**Texte de la page**
Maintenant que les formes apprises dans l’exercice en ligne selon la méthode (cf. Au-delà de la méthode #19) sont appliquées dans les quatre directions, et selon les attaques de quatre adversaires frappant simultanément à partir d’angles différents, on comprend mieux les raisons de l’exercice en ligne : il ne s’agit jamais dans la méthode de proposer un exercice à caractère martial.

Il faut garder ceci à l’esprit : le champ de bataille n’est pas un pugilat, on ne frappe pas quatre fois de suite le même adversaire, car cela reviendrait à ignorer le danger venant de gauche, de droite et de l’arrière.

La technique idéale (divine disait O Sensei) est telle qu’elle doit toujours vérifier les quatre conditions suivantes :

  1. chaque coup doit être définitif,
  2. chaque coup doit permettre en même temps (c’est à dire par l’action même de frapper) de quitter l’emplacement que l’on occupait l’instant précédent,
  3. chaque coup doit permettre ce déplacement du corps à chaque fois,
  4. ce déplacement du corps est constant, il obéit à une loi mathématique qui le rend toujours analogue à lui-même, quelles que soient les circonstances, cette loi est une homothétie.

**Extrait de données**
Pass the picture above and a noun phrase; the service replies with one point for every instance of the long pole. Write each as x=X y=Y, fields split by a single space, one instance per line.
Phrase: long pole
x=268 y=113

**Énoncé 1**
Répondez aux questions suivantes d’après le texte de la page, une réponse par ligne avec la lettre correspondante :
(a) Dans combien de directions les formes apprises dans l’exercice en ligne sont-elles appliquées ?
(b) Qui qualifiait de « divine » la technique idéale ?
(c) À quelle loi le déplacement du corps obéit-il ?
**Énoncé 2**
Énumérez les conditions que la technique idéale doit toujours vérifier selon le texte de la page.
**Énoncé 3**
Indiquez si chaque affirmation concorde avec le texte de la page (oui ou non), en citant les mots décisifs du texte :
(a) La méthode propose un exercice à caractère martial.
(b) Sur le champ de bataille, on frappe quatre fois de suite le même adversaire.
(c) Le déplacement du corps reste analogue à lui-même quelles que soient les circonstances.

**Réponse attendue 1**
(a) Dans quatre directions.
(b) O Sensei.
(c) À une loi mathématique, une homothétie.

**Réponse attendue 2**
1. Chaque coup doit être définitif.
2. Chaque coup doit permettre en même temps, par l’action même de frapper, de quitter l’emplacement que l’on occupait l’instant précédent.
3. Chaque coup doit permettre ce déplacement du corps à chaque fois.
4. Ce déplacement du corps est constant : il obéit à une loi mathématique qui le rend toujours analogue à lui-même, quelles que soient les circonstances, et cette loi est une homothétie.

**Réponse attendue 3**
(a) Non : « il ne s’agit jamais dans la méthode de proposer un exercice à caractère martial ».
(b) Non : « on ne frappe pas quatre fois de suite le même adversaire ».
(c) Oui : « il obéit à une loi mathématique qui le rend toujours analogue à lui-même, quelles que soient les circonstances ».